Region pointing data
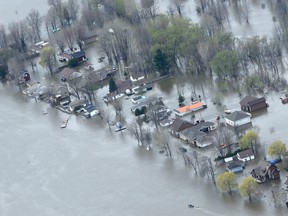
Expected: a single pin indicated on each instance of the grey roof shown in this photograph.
(237, 115)
(235, 164)
(246, 153)
(261, 168)
(78, 54)
(251, 100)
(180, 123)
(77, 103)
(195, 132)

> **Instructions for the task**:
All of the data is to be reproduced exactly, with the pictures left out.

> **Result**:
Expected: a single pin indicated on each instance of the grey roof shown in this photograph.
(237, 115)
(235, 164)
(246, 153)
(261, 168)
(78, 54)
(251, 100)
(180, 123)
(77, 103)
(195, 132)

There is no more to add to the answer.